------ DATA ENTRIES ------
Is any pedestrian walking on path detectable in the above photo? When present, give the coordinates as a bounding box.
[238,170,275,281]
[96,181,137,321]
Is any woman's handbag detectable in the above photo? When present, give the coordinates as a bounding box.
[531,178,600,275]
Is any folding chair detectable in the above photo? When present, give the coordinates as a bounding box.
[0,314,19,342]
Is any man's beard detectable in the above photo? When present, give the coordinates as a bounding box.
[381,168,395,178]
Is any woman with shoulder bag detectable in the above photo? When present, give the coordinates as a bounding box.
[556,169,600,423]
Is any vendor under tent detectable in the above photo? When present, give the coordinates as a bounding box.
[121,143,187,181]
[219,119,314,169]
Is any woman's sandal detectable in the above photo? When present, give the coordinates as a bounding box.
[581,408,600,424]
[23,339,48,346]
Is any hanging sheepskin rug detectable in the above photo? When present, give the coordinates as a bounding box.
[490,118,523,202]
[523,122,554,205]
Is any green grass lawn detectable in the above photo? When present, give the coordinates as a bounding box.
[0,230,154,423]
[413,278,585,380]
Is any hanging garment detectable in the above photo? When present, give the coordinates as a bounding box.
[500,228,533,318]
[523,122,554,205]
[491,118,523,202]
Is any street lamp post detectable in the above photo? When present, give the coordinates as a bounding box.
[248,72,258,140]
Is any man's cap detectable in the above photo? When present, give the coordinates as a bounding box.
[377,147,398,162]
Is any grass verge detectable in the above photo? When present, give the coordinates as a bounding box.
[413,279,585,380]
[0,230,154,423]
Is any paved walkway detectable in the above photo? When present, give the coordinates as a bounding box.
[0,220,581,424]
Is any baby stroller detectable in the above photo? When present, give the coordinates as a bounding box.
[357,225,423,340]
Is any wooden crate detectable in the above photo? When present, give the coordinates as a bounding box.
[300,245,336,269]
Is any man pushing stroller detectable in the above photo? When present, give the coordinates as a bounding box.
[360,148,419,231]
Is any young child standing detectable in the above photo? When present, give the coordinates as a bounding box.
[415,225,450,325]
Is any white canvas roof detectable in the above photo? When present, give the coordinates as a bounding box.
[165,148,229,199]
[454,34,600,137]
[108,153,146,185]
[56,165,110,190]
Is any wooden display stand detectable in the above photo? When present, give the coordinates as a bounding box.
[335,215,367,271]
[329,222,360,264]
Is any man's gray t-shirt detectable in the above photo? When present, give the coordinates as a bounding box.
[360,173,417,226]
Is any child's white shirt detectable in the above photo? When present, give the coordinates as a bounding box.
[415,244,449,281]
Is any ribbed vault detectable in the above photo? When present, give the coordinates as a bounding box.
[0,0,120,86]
------
* [WRITTEN EXERCISE]
Convert the material into a numbered list, starting at the line that contains "Is any hanging sheepskin" and ending after the line that contains "[377,147,398,162]". Omit any blank lines.

* [RESPONSE]
1. Is any hanging sheepskin rug detectable in the above photo? When present, give the coordinates as a bounding box.
2. [490,118,523,202]
3. [523,122,554,205]
4. Is any green grass lawn detectable in the above photo? When present, give the coordinates as a bounding box.
5. [0,230,154,423]
6. [413,278,585,380]
7. Is any hanging garment detectable in the above photo? When present, give the coordinates as a bounding box.
8. [500,228,533,318]
9. [523,122,554,205]
10. [491,118,523,202]
11. Is any street lamp post detectable in the above photo? When present, give the coordinates as a bounding box.
12. [248,72,258,140]
13. Is any man's cap detectable in the above photo? When present, give the coordinates as a bounding box.
14. [377,147,398,162]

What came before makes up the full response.